## What is expected
Which rows below contain the string "window"? Report each of them in full.

## Dataset
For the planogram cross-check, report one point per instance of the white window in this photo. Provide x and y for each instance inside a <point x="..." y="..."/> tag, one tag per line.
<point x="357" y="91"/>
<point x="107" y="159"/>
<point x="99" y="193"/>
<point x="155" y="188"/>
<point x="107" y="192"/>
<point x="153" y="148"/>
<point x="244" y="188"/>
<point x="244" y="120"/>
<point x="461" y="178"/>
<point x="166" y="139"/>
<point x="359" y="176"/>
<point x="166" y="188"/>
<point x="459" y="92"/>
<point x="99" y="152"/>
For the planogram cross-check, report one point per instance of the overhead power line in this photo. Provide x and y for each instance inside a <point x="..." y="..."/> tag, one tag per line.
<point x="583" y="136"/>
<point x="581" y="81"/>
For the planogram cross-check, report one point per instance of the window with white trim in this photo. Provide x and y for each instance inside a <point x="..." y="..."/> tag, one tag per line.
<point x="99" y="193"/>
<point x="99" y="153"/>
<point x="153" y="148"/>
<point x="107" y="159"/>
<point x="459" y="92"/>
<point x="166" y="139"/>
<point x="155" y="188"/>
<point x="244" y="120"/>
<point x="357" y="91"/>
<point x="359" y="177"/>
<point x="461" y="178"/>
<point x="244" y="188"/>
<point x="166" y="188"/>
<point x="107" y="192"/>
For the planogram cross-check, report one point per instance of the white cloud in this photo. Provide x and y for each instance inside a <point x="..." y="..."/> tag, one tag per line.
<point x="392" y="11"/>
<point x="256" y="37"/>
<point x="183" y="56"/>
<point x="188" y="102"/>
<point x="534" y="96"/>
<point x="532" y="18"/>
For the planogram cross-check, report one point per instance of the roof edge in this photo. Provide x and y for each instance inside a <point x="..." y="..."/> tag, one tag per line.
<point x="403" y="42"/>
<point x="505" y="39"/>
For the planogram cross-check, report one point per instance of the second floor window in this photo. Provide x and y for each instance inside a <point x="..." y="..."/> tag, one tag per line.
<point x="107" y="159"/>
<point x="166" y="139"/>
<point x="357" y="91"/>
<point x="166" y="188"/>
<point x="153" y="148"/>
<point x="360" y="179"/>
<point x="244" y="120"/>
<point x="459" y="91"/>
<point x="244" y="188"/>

==

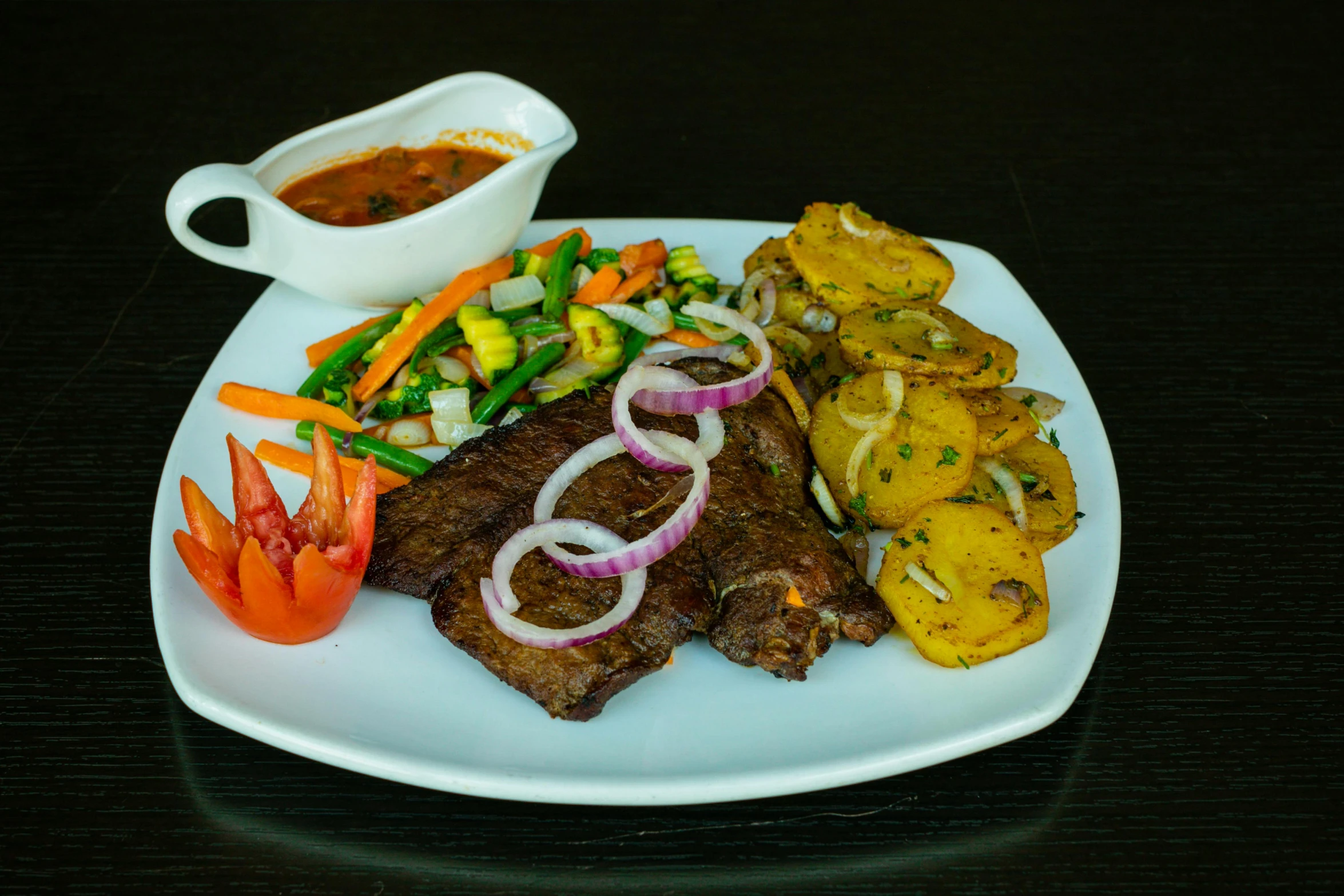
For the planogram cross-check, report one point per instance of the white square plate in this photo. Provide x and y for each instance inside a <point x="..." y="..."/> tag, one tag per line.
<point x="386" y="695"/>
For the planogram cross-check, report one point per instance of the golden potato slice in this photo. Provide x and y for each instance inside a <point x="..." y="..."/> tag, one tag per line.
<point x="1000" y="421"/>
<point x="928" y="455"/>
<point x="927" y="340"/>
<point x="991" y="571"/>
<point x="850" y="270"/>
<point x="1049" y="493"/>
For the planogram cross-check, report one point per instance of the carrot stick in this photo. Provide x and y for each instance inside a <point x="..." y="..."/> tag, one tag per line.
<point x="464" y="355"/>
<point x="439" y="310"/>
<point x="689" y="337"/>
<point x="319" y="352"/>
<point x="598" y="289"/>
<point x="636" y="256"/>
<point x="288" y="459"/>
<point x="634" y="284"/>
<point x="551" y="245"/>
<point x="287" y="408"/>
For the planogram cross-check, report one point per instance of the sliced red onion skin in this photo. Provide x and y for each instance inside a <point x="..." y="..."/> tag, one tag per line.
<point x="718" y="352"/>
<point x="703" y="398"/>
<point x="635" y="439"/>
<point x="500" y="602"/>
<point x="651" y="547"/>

--

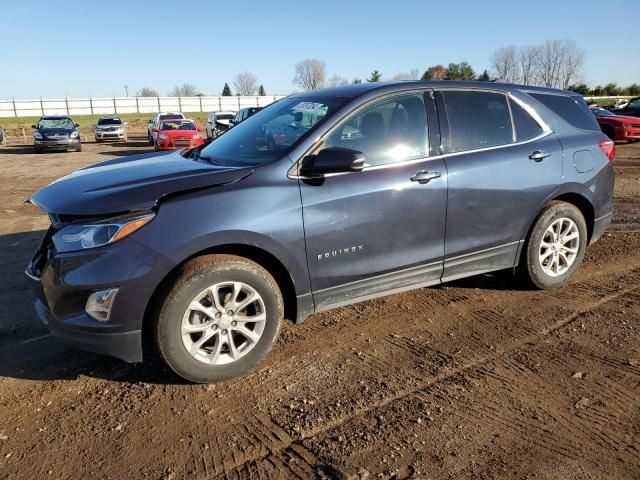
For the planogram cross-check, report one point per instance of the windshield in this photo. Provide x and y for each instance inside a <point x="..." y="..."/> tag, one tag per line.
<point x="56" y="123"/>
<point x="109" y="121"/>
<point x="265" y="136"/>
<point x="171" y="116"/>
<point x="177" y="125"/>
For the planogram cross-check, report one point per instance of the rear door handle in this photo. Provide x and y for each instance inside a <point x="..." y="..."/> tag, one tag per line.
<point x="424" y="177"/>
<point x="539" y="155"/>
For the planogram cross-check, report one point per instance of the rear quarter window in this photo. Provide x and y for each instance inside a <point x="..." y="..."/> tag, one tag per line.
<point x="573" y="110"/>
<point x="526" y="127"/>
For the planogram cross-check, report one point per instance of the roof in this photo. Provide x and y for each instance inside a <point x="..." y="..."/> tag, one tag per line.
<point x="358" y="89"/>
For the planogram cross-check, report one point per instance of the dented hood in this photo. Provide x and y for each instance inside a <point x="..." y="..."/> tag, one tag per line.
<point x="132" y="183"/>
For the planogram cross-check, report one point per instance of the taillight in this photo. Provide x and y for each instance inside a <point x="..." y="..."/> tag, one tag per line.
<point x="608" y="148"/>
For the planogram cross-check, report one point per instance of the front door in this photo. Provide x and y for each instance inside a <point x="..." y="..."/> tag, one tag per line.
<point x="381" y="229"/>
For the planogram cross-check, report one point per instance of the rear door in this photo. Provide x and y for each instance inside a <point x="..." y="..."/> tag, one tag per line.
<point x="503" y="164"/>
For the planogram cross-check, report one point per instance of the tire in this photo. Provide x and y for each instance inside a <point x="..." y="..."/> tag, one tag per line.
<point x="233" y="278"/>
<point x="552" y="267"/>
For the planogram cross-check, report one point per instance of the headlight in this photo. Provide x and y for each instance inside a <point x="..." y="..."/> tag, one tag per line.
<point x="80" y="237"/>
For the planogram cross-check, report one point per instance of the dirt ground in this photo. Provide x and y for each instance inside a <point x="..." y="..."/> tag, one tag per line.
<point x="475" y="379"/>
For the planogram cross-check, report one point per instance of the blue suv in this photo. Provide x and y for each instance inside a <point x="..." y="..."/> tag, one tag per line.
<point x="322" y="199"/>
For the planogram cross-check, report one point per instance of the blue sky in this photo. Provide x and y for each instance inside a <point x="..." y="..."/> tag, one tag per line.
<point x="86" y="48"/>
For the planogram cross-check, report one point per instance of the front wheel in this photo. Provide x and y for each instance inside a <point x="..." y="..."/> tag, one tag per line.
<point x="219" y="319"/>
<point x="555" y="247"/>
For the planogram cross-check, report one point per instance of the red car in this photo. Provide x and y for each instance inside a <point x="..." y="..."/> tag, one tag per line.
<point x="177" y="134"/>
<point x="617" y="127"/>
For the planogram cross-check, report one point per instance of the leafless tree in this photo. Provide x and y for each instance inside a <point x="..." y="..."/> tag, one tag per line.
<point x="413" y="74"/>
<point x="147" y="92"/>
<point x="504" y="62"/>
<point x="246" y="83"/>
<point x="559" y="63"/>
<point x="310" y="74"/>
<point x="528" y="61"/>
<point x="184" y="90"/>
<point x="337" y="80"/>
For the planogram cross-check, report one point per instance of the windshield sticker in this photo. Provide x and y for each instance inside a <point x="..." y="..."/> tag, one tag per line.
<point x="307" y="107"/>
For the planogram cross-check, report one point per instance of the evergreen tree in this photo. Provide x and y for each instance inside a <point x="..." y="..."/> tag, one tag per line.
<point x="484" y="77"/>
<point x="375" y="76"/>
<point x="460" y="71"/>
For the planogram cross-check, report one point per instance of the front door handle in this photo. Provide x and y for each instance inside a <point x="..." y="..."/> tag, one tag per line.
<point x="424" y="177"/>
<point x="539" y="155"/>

## Reply
For the planogram cross-check, report one point per instance of the white window in this photo. Provide x and y for each instance inside a <point x="..." y="..."/> tag, one tag per line.
For the planogram cross-check, report one point per instance of the window with white trim in this photo. Provide x and y for each instance inside a <point x="..." y="..."/> tag, one tag per line.
For the planogram cross-check, report one point per instance of the second floor window in this photo. Provide x and y for each instance inside a <point x="..." y="..."/> tag, one tag per line.
For the planogram cross-check, report one point per instance of the rear quarter window in this photo. Provide x and y for each instance inside a <point x="..." y="..."/> tag, one tag per line.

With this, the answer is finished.